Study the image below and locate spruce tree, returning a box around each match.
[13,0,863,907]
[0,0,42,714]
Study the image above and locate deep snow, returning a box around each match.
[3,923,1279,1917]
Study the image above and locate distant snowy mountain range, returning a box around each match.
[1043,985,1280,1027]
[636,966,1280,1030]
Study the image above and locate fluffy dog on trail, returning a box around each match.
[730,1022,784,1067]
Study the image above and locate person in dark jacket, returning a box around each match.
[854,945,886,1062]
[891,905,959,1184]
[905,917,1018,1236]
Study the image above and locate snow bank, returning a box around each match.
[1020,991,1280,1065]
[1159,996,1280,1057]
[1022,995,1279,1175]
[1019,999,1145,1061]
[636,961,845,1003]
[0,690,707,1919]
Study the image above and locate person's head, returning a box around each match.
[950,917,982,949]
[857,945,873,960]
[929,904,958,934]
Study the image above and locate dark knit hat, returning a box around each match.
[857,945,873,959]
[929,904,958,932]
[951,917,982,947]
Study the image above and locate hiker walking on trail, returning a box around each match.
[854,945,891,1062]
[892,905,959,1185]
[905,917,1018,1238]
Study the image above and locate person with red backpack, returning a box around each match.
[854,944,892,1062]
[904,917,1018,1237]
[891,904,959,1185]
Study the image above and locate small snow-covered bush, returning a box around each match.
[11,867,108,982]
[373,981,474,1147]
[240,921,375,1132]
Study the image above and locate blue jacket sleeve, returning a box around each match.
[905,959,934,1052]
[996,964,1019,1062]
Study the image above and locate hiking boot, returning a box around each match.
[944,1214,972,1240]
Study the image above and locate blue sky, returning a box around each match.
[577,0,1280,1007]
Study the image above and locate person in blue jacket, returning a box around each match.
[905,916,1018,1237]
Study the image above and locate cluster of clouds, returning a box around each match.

* _ABOUT THIS TASK_
Print the data in full, with each line exactly as given.

* _RESULT OF THE TASK_
Study the image below and locate spruce tree, returning a box around each match.
[13,0,863,907]
[0,0,42,714]
Study the image above and locate deep snow, returning a box around each match.
[3,923,1279,1917]
Study the image above and locate distant snowy mountain range, returning a box around each match.
[1043,985,1280,1027]
[636,966,1280,1030]
Study the image above and locate fluffy dog on trail, returning a box around each match.
[730,1022,784,1067]
Study the image above and locate person in dark jacket, returning a box around each match.
[854,945,886,1062]
[891,905,959,1184]
[905,917,1018,1236]
Study the image above and locate snow bank, returning a box around each match.
[1020,991,1280,1065]
[1159,996,1280,1057]
[1022,995,1279,1175]
[1019,999,1145,1061]
[636,961,845,1003]
[0,690,707,1919]
Study the image above and locate person's head, returning a box around each match.
[950,917,982,949]
[857,945,873,960]
[929,904,958,934]
Study the image above and locate dark knit hat, returning a box around each match.
[857,945,873,959]
[929,904,958,932]
[951,917,982,947]
Study the image above and locate hiker walking on trail, returning a box around each match.
[854,945,891,1062]
[892,905,959,1185]
[905,917,1018,1238]
Study the image above and locate person with red backpack, returning a box around each match.
[854,944,892,1062]
[904,917,1018,1237]
[891,904,959,1185]
Study the image above and locate small snow-covered bush, returning a box around each match.
[11,867,108,982]
[373,981,474,1147]
[240,921,375,1132]
Study the image above and locate blue jacket sleeve, returning a box around each match.
[905,959,934,1052]
[996,964,1019,1062]
Study the image above and locate hiking boot, returning a box around each match.
[944,1214,972,1240]
Study the image above and locate blue sky, returning a box around each match.
[577,0,1280,1007]
Study the image above and locate person in blue jacket, returning a box around each match.
[905,916,1018,1237]
Study the image above and locate cluster of clouds, returning a box around each match.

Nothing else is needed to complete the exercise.